* _Exercise input_:
## START

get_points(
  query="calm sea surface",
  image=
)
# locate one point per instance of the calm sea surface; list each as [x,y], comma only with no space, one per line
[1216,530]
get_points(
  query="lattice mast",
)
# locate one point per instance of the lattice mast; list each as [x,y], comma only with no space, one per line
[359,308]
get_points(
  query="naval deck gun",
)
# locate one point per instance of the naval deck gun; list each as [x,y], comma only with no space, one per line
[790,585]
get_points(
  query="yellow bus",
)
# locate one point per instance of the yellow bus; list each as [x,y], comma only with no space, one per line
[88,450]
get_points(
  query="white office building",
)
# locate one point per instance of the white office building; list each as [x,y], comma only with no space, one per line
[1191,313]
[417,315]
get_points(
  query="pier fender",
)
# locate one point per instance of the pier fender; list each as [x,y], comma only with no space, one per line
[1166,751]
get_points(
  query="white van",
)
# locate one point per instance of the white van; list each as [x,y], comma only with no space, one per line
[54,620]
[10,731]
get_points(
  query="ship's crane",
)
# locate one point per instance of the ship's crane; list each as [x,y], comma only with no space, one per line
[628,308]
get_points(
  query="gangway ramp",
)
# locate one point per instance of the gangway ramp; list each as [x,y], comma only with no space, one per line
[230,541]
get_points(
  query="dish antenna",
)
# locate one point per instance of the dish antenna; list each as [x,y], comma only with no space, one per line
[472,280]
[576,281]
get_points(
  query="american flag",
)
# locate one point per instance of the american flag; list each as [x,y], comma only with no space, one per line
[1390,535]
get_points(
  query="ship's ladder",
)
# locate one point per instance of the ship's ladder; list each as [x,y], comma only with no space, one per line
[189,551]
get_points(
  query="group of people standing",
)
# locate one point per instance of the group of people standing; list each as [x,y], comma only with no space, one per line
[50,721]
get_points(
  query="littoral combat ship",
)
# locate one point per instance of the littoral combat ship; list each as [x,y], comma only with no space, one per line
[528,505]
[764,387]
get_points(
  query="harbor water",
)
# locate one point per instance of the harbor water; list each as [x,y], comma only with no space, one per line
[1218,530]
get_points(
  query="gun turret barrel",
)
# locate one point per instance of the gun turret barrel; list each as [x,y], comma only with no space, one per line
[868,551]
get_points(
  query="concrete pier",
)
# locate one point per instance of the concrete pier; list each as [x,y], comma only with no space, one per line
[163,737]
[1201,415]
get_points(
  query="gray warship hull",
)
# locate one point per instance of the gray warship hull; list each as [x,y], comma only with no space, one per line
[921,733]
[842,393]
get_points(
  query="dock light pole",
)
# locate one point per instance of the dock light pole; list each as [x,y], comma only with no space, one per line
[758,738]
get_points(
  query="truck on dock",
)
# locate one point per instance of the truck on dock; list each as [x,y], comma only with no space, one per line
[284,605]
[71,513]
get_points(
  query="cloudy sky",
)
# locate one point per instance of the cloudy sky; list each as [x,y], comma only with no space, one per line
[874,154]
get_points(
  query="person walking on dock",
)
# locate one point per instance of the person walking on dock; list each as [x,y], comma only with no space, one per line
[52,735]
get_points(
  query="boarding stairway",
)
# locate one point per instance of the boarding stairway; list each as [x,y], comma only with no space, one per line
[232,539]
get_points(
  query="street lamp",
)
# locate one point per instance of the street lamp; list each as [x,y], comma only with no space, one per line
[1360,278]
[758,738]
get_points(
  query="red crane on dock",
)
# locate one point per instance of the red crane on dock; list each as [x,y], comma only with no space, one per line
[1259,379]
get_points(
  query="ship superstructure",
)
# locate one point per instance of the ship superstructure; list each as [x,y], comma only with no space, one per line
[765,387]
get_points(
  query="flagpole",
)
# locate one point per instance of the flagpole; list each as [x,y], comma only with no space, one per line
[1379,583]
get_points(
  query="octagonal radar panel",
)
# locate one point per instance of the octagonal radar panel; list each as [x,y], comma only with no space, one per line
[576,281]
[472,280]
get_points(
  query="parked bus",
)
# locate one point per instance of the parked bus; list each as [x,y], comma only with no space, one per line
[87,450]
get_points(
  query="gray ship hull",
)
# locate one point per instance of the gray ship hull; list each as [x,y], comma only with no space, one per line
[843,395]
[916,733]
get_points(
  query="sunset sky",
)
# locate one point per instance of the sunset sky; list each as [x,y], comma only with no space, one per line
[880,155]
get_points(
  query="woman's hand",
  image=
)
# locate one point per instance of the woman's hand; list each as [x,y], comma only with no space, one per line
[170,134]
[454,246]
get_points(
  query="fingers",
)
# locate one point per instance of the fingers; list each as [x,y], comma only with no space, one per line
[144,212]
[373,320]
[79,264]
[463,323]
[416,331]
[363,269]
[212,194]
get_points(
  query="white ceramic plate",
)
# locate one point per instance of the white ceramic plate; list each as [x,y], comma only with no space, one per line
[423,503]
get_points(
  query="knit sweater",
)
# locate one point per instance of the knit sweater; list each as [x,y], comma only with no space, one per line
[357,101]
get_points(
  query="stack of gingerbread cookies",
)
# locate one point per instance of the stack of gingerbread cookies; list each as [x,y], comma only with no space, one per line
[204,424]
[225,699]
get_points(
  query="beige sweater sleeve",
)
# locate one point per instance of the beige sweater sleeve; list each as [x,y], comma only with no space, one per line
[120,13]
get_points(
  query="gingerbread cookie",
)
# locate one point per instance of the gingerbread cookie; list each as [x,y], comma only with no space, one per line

## END

* _The exercise_:
Write out the records shown above, exactly as they appear.

* _Task result_:
get_points(
  query="calm sea surface",
  image=
)
# locate one point per instance of the calm sea surface; list each as [x,y], comma only with no space, one per line
[1216,530]
get_points(
  query="lattice mast",
)
# locate one point per instance of the lattice mast; list each as [x,y], comma only with no space, one per line
[359,308]
get_points(
  query="naval deck gun",
)
# locate one point per instance of the naval deck gun; list each as [x,y], comma only with no space, one per line
[790,585]
get_points(
  query="yellow bus",
)
# locate one point per instance of the yellow bus; list each as [x,y], comma only with no space, one per line
[88,450]
get_points(
  query="white office building",
)
# locate one point per instance of the white office building; list each as [x,y], comma only with no space, one per line
[1191,313]
[417,315]
get_points(
  query="pier fender",
)
# locate one point per instance of the pier fender; list each as [x,y], comma only with no space, one per line
[1166,751]
get_points(
  query="white van",
)
# locate one point per instance of the white van; list each as [x,y], comma only with no space, one per line
[54,620]
[10,731]
get_points(
  query="ship's crane",
)
# locate one point per instance of the ship's crane; list each as [x,y], comma only with no space, one per line
[628,308]
get_points(
  query="gangway ramp",
)
# locate one point per instance of the gangway ramp; list each as [x,y], comma only with no space, one per line
[230,541]
get_points(
  query="dish antenna",
)
# locate one point per instance of the dish antenna; list each as [x,y], comma only with no space, one per line
[472,280]
[576,281]
get_points(
  query="american flag",
)
# locate one point per instance of the american flag; list each as [x,y], comma only with no space, one per line
[1390,535]
get_points(
  query="ship's ladder",
)
# locate one point per instance of the ship's ladder; list each as [x,y], comma only with no space, one per line
[189,551]
get_points(
  query="group of people standing",
)
# locate one point per instance of the group of people standing; list each as [x,y], comma only with no space, one per line
[50,721]
get_points(
  query="littoral combat ship",
)
# locate one point per instance of the littoral combat ship; list each as [x,y], comma only with no space, one per line
[528,505]
[764,387]
get_points(
  query="harbor water",
)
# locate one point per instance of the harbor water; list each as [x,y], comma only with no space, one per line
[1218,530]
get_points(
  query="gun turret barrel",
)
# locate one point per instance of the gun turret barrel; list each as [x,y], comma only with no space, one per line
[868,551]
get_points(
  query="concrete pier",
)
# locate one point per instance of the concrete pier; list each as [x,y], comma only with no space, one per line
[163,737]
[1201,415]
get_points(
  query="gray warship hull",
)
# locate one point per instance of the gray warship hull; list each as [x,y], comma only with no space, one per line
[921,733]
[842,393]
get_points(
  query="dock light pole",
)
# locate one point per instance of the dock light pole; list each as [x,y], comma only with no space, one per line
[758,738]
get_points(
  query="truck on dock",
)
# locate one point per instance of the truck on dock; list each as [x,y], comma only with no space, one per line
[284,605]
[71,513]
get_points(
  query="cloudy sky",
)
# locate one point per instance of the cloudy sky; list each as [x,y], comma only with no space, one per line
[874,154]
get_points(
  query="person walking on dock",
)
# locate one point per instance of the person walking on dock; list each as [x,y], comma only with no space, one per line
[52,735]
get_points(
  query="boarding stairway",
)
# locate one point per instance of the boarding stairway; list each as [x,y], comma only with no space, one per line
[232,539]
get_points(
  query="street lamp",
)
# locate one point per instance of the street lamp; list each as [x,y], comma only with no space, one per line
[1360,278]
[758,738]
get_points(
  query="red crane on dock",
)
# locate one point per instance of the red crane on dock; list each as [x,y], comma only with no space, one per line
[1259,379]
get_points(
  query="ship superstructure",
)
# locate one point per instance of the ship superstructure; list each as [x,y], comma only with no space, one per line
[765,387]
get_points(
  query="flagpole",
)
# locate one point per instance of the flagpole; list each as [x,y], comma only with no space, one per line
[1379,583]
get_points(
  query="octagonal radar panel",
)
# locate one point per instance of the octagonal radar panel; list each as [x,y], comma only with no space, one per line
[576,281]
[472,280]
get_points(
  query="parked bus",
)
# locate one point per instance of the parked bus; list each as [x,y], comma only with no space, one per line
[87,450]
get_points(
  query="gray ship hull",
)
# locate one point per instance of the gray ship hull; list each as [x,y], comma only with no space, one per line
[843,395]
[916,733]
get_points(
  query="sunset sky",
)
# locate one point per instance of the sunset sky; list each as [x,y], comma only with no space, one per line
[880,155]
get_points(
  query="woman's hand",
  image=
)
# locate one point per instance of the woman's hand; list each as [x,y], comma only with no space, one per line
[170,134]
[454,246]
get_points(
  query="fingers",
)
# locate one point per instance of the fingers; list each as [x,y], comma only with no space, one per line
[144,212]
[373,320]
[79,264]
[463,323]
[416,331]
[363,269]
[212,194]
get_points(
  query="white ceramic plate",
)
# locate one point per instance of the white ceramic plate; list each as [x,y], comma only with no space, one per line
[423,503]
get_points(
  query="knit sweater",
)
# locate one point per instance of the knit sweater; list each as [x,y], comma only with no space, one per line
[357,101]
get_points(
  query="stack of gingerbread cookies",
)
# locate one point per instance of the stack of gingerbread cookies; list each as [x,y], comma only with no space, one per line
[204,424]
[225,699]
get_points(
  query="beige sweater sleeve",
)
# locate one point per instance of the beige sweater sleeve; list each as [x,y], comma only with no space, one per line
[120,13]
get_points(
  query="gingerbread cookie",
)
# locate one point per instance of the gingerbread cookie; list each as [x,y], comma only with no space, one per line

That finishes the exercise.